> Source extract:
Since the immune system might be friend or foe against biofilm related infections, novel molecules endowed with anti-biofilm and immune-modulating activities (e.g. AMPs) have been suggested as promising therapeutic leads. In contrast to standard antibiotics, AMPs are generally effective against actively growing bacteria, display rapid killing kinetics, and exhibit anti-inflammatory effects, all properties potentially useful to target biofilm-associated infections. However, in the presence of biological fluids AMPs may lose part of their activity, requiring extensive optimization to improve their therapeutic potential.
In this thesis, a semi-synthetic AMPs, lin-SB056-1 was investigated for its anti-biofilm and anti-inflammatory ability in ex vivo and in vitro models. In combination with the cation-chelator EDTA, lin-SB056-1 was able to significantly reduce ex vivo the load of P. aeruginosa endogenous in the sputum of patients affected by primary ciliary dyskinesia (PCD). In addition, EDTA markedly reduced in vitro the production of relevant calcium-dependent virulence factors of P. aeruginosa (e.g., pyocyanin, proteases, LasA). These findings point to lin-SB056-1/EDTA as a combinatorial strategy endowed with a dual antimicrobial and anti-virulence action against P. aeruginosa, suggesting its therapeutic potential against chronic airway infections.

> Work instruction 1:
Retype the part of the passage on antimicrobial peptides and biofilms that opens with the words containing "Since the immune" and closes with "their therapeutic potential.".
> Work instruction 2:
Write what comes next in the passage on antimicrobial peptides and biofilms, picking up after its last sentence.

[Stored data entries]
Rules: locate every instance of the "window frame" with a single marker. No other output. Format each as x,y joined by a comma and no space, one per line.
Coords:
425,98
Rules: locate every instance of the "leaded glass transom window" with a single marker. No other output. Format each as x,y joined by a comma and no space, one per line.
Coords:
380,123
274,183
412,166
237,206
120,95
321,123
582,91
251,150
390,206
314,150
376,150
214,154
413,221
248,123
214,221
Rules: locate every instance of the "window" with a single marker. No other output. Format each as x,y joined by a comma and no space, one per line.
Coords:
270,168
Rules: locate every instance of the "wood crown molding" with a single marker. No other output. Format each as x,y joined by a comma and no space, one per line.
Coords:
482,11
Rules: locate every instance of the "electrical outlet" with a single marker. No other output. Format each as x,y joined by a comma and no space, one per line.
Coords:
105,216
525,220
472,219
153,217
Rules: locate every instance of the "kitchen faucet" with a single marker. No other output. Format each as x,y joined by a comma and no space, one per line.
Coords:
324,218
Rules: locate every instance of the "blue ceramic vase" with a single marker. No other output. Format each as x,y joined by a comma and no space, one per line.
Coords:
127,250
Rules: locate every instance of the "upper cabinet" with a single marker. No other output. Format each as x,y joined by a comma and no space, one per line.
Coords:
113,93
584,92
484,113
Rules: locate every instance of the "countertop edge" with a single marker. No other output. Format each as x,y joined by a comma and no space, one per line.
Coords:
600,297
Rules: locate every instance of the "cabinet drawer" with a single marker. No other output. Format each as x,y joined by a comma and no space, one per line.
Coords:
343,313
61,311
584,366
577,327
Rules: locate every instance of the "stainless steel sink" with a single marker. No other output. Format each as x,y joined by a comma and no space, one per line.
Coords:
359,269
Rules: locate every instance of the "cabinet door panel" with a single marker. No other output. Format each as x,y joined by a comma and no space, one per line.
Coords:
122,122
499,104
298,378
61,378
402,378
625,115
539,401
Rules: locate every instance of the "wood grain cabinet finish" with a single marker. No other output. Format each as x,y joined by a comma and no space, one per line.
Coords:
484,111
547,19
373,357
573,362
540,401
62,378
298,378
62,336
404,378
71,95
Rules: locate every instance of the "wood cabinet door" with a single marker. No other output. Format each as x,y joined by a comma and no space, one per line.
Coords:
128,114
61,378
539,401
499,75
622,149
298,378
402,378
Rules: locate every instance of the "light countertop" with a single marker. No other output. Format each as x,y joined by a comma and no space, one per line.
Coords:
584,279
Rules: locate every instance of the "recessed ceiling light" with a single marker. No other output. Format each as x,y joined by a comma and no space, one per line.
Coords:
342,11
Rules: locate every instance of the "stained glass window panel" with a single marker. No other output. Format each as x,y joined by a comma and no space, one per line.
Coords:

> Answer area 1:
Since the immune system might be friend or foe against biofilm related infections, novel molecules endowed with anti-biofilm and immune-modulating activities (e.g. AMPs) have been suggested as promising therapeutic leads. In contrast to standard antibiotics, AMPs are generally effective against actively growing bacteria, display rapid killing kinetics, and exhibit anti-inflammatory effects, all properties potentially useful to target biofilm-associated infections. However, in the presence of biological fluids AMPs may lose part of their activity, requiring extensive optimization to improve their therapeutic potential.

> Answer area 2:
Recent studies have shown that the anti-microbial and anti-biofilm activity of lin-SB056-1 are enhanced in its further optimized dendrimeric derivative (lin-SB056-1)2-K. In the present thesis, lin-SB056-1 and (lin-SB056-1)2-K were evaluated in terms of anti-inflammatory properties by demonstrating the ability of both peptides to inhibit LPS-elicited production of pro-inflammatory cytokines. In addition to exerting a considerable anti-bacterial and anti-biofilm activity, (lin-SB056-1)2-K and, in minor extent, lin-SB056-1 were found to efficiently bind P. aeruginosa LPS and reduce LPS-stimulated pro-inflammatory cytokine release, thereby providing considerable potential for the control of pathological inflammatory responses associated with P. aeruginosa infections.
In conclusion, the results obtained in the present thesis contributed to shed light on several issues related to biofilm-infections. In particular they helped to: i) disclose evidence-based methods to improve the microbiological diagnosis of biofilm-associated and catheter-related bloodstream infections; ii) add important building blocks in our understanding of the reciprocal interaction between human peripheral blood mononuclear cells and biofilms of two major clinically important bacteria (P. aeruginosa and S. epidermidis); iii) evaluate, at a preclinical level, the therapeutic potential of recently described peptides in dampening the excessive pro-inflammatory response that is an hallmark of many biofilm-associated infections.